• [PROVIDED TEXT]:
══════

# Crazy Computer Experience



## Damaged Goods (Apr 30, 2020)

This AM, everything was erased.  Documents, downloads, everything. It was if a new computer was installed.  It also said incorrectly that there was no backup.  I had to rebuild: establish the home page, compile a favorites list, etc.

Few hrs. later, internet connection was lost for both the satellite and DSL networks.

Being computer illiterate, I didn’t have a clue what to do and didn’t want to call in a tech co. because they probably won’t make house calls with this pandemic.

I yanked the plug from the wall and plugged it in three times to no avail.  But when I did it the 4th time, not only was internet connection established, the original set-up was restored.  Crazy.

Yesterday, I bought a face mask online but didn’t realize that the co. is in Hong Kong. Lawdy, I hope that someone in Hong Kong doesn’t have the information that disappeared before it was restored.  So far there haven’t been any withdrawals from banks or credit card purchases.


----------



## Gardenlover (Apr 30, 2020)

══════

• [YOUR ASSIGNMENT]:
Answer these questions using the post titled "Crazy Computer Experience":
1. Which two networks lost their internet connection?
2. On which try did unplugging and replugging the computer restore the connection?
3. Where was the company that sold the face mask based?

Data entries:
══════

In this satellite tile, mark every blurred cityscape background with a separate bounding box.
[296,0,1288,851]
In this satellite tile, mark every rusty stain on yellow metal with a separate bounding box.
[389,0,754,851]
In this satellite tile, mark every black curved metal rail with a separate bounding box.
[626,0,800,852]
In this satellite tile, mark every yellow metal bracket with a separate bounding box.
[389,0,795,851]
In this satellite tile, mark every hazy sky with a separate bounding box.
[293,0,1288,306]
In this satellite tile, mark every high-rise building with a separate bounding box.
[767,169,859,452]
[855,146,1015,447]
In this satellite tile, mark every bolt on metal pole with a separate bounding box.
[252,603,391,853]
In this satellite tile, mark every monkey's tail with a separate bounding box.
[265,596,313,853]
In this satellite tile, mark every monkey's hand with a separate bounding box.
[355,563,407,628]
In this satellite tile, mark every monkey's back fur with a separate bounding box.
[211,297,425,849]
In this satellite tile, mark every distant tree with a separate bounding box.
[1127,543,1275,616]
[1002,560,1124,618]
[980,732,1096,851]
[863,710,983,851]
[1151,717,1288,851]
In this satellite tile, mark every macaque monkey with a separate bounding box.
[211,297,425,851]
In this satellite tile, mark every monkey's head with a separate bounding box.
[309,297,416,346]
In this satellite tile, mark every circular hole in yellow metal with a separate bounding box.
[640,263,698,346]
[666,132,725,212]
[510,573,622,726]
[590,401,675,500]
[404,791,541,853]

══════

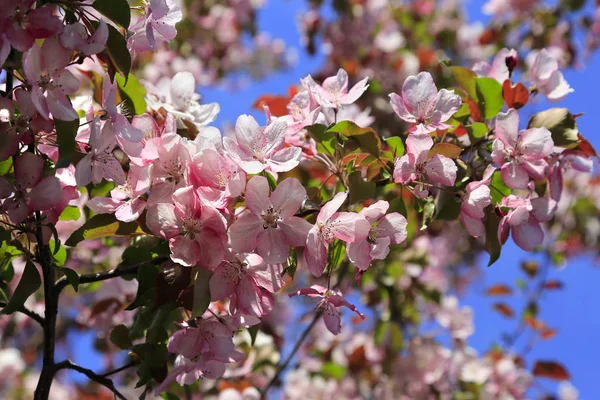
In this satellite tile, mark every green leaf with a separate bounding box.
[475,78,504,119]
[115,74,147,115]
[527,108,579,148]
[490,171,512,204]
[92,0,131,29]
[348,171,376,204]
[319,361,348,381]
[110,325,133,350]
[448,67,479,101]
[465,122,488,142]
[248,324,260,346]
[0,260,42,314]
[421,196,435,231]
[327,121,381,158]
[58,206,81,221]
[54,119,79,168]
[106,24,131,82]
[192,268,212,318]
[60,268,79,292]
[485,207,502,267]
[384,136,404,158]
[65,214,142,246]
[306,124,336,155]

══════

• [EXPECTED ANSWER]:
1. The satellite and DSL networks.
2. The fourth try.
3. Hong Kong.